■ **Data for the task**:
────────────────

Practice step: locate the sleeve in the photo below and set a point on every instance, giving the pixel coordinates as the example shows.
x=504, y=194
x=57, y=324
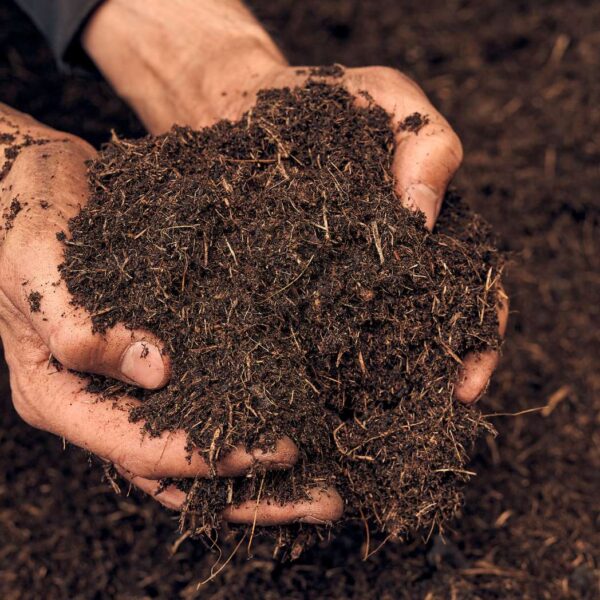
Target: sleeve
x=61, y=22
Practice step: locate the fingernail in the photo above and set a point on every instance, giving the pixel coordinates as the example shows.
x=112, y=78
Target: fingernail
x=142, y=363
x=425, y=198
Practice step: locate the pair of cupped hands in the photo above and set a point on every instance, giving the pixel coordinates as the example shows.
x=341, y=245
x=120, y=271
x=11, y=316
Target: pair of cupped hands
x=50, y=182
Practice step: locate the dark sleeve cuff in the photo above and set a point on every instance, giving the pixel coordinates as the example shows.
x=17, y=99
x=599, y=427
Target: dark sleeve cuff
x=61, y=22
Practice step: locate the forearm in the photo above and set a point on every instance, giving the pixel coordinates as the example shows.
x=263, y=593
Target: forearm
x=173, y=59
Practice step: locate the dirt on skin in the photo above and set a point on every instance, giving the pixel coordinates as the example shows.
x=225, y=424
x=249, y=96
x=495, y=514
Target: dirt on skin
x=296, y=297
x=519, y=83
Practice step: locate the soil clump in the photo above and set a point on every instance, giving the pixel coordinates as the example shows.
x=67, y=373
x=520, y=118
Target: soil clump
x=295, y=296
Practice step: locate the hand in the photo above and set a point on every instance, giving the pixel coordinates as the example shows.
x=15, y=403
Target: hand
x=44, y=187
x=193, y=62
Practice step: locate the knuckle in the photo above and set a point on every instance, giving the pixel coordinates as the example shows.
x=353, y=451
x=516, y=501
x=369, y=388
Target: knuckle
x=25, y=408
x=74, y=348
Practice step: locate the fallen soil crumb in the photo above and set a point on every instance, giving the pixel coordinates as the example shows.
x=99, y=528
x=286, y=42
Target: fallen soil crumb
x=295, y=297
x=414, y=123
x=34, y=299
x=11, y=214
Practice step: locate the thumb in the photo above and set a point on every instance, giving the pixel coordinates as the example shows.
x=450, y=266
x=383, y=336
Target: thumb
x=41, y=298
x=424, y=164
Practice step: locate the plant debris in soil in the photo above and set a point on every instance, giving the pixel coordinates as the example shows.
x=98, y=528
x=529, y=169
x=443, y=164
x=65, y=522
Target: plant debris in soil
x=295, y=296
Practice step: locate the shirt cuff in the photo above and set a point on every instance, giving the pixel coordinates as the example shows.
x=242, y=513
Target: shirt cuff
x=61, y=23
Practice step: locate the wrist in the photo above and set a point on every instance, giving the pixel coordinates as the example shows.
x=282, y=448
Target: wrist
x=180, y=61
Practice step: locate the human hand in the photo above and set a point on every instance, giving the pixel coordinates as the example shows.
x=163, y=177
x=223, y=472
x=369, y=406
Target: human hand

────────────────

■ **Work to complete**: Would you set down the listing exactly, omitting pictures?

■ **Exercise answer**:
Practice step: locate the sleeve in the photo below and set a point on every instance, giving the pixel coordinates as the example shows.
x=504, y=194
x=57, y=324
Target: sleeve
x=61, y=22
Practice step: locate the fingernail in the photo above and set a point on every instance, giving the pixel coordinates as the example shows.
x=112, y=78
Target: fingernail
x=142, y=363
x=425, y=198
Practice step: locate the pair of cupped hands in the photo above and set a point on every instance, giving the pixel coordinates as the example shows.
x=341, y=245
x=120, y=271
x=11, y=316
Target: pair of cupped hands
x=50, y=182
Practice step: locate the dark sleeve cuff in the photo above and set a point on every instance, giving the pixel coordinates as the example shows.
x=17, y=99
x=599, y=427
Target: dark sleeve cuff
x=61, y=22
Practice step: locate the forearm in the photo above and set a point on every instance, giving the pixel coordinates as the example shows.
x=263, y=593
Target: forearm
x=173, y=59
Practice step: locate the dirt on skin in the photo above and set a point on every instance, giving the pixel coordinates as the example shows.
x=225, y=424
x=249, y=96
x=495, y=514
Target: dirt on skin
x=296, y=297
x=519, y=83
Practice step: locate the soil clump in the photo above and set a point on every instance, giving the pixel coordinates as the example shows.
x=67, y=373
x=520, y=118
Target: soil clump
x=295, y=296
Practice step: locate the hand in the photo above and set a point on every instance, giving the pixel coordinates as the example shows.
x=15, y=403
Target: hand
x=44, y=187
x=193, y=62
Practice step: locate the knuckle in the photo above and set a point on every instance, giving the pixel coordinates as the example shows.
x=353, y=451
x=516, y=501
x=369, y=388
Target: knuckle
x=25, y=408
x=74, y=348
Practice step: locate the fallen soil crumb in the photo above and set a point on every instance, giving the pixel coordinates as the example shows.
x=99, y=528
x=286, y=42
Target: fallen soil crumb
x=295, y=297
x=414, y=123
x=34, y=299
x=11, y=214
Practice step: locate the thumb in the photo above and set a point on every instance, giving the pixel coordinates as the example shows.
x=450, y=266
x=383, y=336
Target: thumb
x=41, y=298
x=424, y=164
Practice step: locate the plant debris in soil in the photo above and set a point on every instance, giving the pixel coordinates as the example shows.
x=98, y=528
x=529, y=169
x=443, y=164
x=65, y=522
Target: plant debris in soil
x=295, y=296
Practice step: locate the shirt cuff in the photo above and set a point on every instance, giving the pixel coordinates as the example shows.
x=242, y=513
Target: shirt cuff
x=61, y=23
Practice step: locate the wrist in the photo above and set a point on every instance, giving the pixel coordinates as the example shows.
x=282, y=448
Target: wrist
x=180, y=61
Practice step: locate the human hand in the photo above and set a point on every instance, giving the pixel coordinates as the example shows.
x=163, y=177
x=223, y=472
x=369, y=406
Target: human hand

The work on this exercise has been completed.